[Data entries]
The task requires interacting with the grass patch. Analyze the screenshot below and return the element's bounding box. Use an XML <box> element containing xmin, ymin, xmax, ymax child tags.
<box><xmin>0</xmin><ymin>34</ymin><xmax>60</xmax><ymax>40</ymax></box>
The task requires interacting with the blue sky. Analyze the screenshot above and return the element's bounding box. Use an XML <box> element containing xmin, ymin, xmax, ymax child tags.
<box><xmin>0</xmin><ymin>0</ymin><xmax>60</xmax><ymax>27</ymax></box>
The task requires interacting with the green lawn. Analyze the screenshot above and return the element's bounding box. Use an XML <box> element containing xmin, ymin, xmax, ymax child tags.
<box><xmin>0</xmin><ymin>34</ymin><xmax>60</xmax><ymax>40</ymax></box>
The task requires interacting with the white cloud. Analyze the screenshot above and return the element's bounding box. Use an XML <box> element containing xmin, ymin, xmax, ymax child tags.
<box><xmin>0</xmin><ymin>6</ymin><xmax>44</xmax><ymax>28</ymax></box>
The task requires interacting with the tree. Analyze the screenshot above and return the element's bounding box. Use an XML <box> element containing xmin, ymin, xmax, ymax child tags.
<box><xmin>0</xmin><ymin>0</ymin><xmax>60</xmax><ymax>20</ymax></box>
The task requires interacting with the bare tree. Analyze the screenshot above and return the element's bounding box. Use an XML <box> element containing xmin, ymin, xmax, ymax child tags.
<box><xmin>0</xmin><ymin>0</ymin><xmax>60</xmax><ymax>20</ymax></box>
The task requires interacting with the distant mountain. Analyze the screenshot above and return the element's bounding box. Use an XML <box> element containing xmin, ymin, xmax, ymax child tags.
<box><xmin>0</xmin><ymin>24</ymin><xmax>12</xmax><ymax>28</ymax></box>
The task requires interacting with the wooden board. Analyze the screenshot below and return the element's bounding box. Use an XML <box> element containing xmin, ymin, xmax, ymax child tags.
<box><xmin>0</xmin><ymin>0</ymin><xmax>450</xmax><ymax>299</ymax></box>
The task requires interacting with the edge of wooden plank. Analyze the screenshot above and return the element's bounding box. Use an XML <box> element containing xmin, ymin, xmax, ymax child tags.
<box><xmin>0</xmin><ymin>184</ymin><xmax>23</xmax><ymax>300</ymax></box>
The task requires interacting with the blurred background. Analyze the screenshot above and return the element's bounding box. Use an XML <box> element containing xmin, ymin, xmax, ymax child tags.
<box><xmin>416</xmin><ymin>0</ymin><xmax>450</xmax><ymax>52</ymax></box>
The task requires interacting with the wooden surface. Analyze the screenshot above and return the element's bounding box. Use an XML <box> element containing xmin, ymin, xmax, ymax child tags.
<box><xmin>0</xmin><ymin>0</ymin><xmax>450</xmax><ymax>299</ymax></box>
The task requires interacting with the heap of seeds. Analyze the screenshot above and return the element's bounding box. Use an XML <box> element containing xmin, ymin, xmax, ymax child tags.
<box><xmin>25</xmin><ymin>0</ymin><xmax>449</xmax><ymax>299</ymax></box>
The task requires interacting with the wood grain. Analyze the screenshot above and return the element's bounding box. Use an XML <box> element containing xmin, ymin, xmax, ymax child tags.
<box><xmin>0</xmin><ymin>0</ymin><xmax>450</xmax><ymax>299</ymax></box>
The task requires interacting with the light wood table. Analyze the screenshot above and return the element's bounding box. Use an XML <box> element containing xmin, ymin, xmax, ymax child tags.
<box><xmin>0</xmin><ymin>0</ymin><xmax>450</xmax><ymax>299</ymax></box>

● WHAT YOU WILL DO:
Locate every line of the material above that contains the word "wooden", and copy each of those lines.

● ANSWER:
The task requires interacting with the wooden board. Analyze the screenshot below and return the element's bounding box. Use an XML <box> element containing xmin, ymin, xmax, ymax child tags.
The task requires interacting with the edge of wooden plank. Analyze the screenshot above and return the element's bounding box. Use an XML <box> element containing xmin, ymin, xmax, ymax child tags.
The task requires interacting with the wooden surface. Analyze the screenshot above and return the element's bounding box. Use an XML <box> element containing xmin, ymin, xmax, ymax child tags.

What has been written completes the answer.